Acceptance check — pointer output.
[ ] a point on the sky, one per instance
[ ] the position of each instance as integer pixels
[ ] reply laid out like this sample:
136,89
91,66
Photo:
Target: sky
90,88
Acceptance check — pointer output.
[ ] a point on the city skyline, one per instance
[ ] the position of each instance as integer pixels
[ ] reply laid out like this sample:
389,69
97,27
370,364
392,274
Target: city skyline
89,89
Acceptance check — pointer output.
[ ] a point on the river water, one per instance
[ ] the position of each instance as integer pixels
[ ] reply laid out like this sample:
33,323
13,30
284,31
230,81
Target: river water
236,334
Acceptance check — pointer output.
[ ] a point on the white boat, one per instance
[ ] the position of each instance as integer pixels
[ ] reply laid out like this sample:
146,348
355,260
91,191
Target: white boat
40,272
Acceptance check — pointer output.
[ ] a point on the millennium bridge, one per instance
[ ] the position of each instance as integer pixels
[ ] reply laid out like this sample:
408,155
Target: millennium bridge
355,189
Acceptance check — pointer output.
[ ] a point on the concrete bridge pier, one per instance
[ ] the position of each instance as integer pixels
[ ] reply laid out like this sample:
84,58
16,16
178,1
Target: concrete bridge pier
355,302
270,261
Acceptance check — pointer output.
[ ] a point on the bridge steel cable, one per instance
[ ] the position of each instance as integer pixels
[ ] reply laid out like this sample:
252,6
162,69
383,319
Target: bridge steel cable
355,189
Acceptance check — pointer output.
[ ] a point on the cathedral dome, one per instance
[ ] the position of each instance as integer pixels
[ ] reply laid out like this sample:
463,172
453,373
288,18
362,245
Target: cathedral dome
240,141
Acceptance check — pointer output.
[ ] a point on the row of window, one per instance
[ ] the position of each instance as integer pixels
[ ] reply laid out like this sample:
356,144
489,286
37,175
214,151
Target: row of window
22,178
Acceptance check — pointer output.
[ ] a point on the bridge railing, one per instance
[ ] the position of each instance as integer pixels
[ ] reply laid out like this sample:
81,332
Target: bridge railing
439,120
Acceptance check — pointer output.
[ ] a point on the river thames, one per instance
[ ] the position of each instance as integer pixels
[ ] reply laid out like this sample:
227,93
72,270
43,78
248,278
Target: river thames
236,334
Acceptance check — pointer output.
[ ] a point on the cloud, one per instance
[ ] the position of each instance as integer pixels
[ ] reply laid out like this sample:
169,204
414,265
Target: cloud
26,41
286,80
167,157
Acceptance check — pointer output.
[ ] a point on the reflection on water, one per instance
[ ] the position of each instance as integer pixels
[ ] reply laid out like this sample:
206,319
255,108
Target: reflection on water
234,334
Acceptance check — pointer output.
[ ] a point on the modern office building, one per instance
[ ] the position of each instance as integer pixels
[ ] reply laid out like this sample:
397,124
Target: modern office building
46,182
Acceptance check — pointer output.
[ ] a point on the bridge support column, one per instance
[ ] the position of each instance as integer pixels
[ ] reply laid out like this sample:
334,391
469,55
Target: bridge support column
-=-=-=-=-
Stated goal: Copy all data exactly, start to finish.

Answer to the exercise:
Acceptance check — pointer output.
[ ] a point on the sky, one per instance
[ ] the position of each instance as integer pixels
[ ] reply laid out like this sample:
136,89
91,66
Photo:
Target: sky
90,88
Acceptance check — pointer output.
[ ] a point on the city skyline, one per instance
[ ] the position of each instance as integer pixels
[ ] reply laid out like this sample:
389,69
97,27
370,364
392,274
Target: city skyline
89,89
Acceptance check — pointer output.
[ ] a point on the river water, one per instance
[ ] the position of each instance as integer pixels
[ ] reply laid out like this sample:
33,323
13,30
284,31
230,81
Target: river water
236,334
Acceptance check — pointer output.
[ ] a point on the white boat, one per instance
[ ] the position of each instance as integer pixels
[ ] reply laid out like this sample:
146,348
355,260
91,191
Target: white boat
40,272
Acceptance check — pointer output.
[ ] a point on the millennium bridge, one per instance
[ ] the position of each instance as integer pixels
[ ] reply laid out like this sample:
408,155
Target: millennium bridge
355,189
Acceptance check — pointer output.
[ ] a point on the concrete bridge pier, one per instance
[ ] the position of each instance as integer pixels
[ ] reply laid out like this sample:
84,58
16,16
178,1
Target: concrete bridge pier
355,302
270,261
Acceptance check — pointer output.
[ ] a point on the bridge steel cable, one per instance
[ ] the position of each instance as integer pixels
[ ] reply laid out like this sample:
252,6
162,69
383,319
Target: bridge steel cable
355,189
Acceptance check — pointer output.
[ ] a point on the cathedral dome, one per instance
[ ] the position of each instance as integer pixels
[ ] reply laid out like this sample:
463,172
453,373
288,18
362,245
Target: cathedral dome
240,141
Acceptance check — pointer output.
[ ] a point on the row of window, one per instance
[ ] the position of each instance as integer pixels
[ ] reply laid out like this sample:
356,144
489,286
37,175
214,151
Target: row of window
22,178
Acceptance check — pointer output.
[ ] a point on the bridge railing, one per instance
[ ] the position of each instance as integer pixels
[ ] reply laid out like this sample:
81,332
Target: bridge railing
439,120
Acceptance check — pointer output.
[ ] a point on the river thames, one per instance
[ ] the position of each instance as integer pixels
[ ] reply laid out like this sample:
227,93
72,270
43,78
248,278
Target: river thames
236,334
Acceptance check — pointer output.
[ ] a point on the cloud, one per instance
[ ] the position of each instance as integer pixels
[ ] reply laid out like this sample:
169,204
414,265
Target: cloud
26,41
286,80
167,157
Acceptance check — pointer output.
[ ] a point on the reflection on water, one per instance
[ ] the position of each instance as integer pixels
[ ] reply laid out like this sample:
206,319
255,108
Target: reflection on water
234,334
Acceptance check — pointer output.
[ ] a point on the modern office building, one per instance
[ ] the position of each instance as integer pixels
[ ] reply laid out like this sample:
397,124
Target: modern office building
46,182
Acceptance check — pointer output.
[ ] a point on the bridge support column, one per instance
[ ] the position of each instance as integer pixels
[ ] reply laid out like this sample:
334,391
469,55
Target: bridge support column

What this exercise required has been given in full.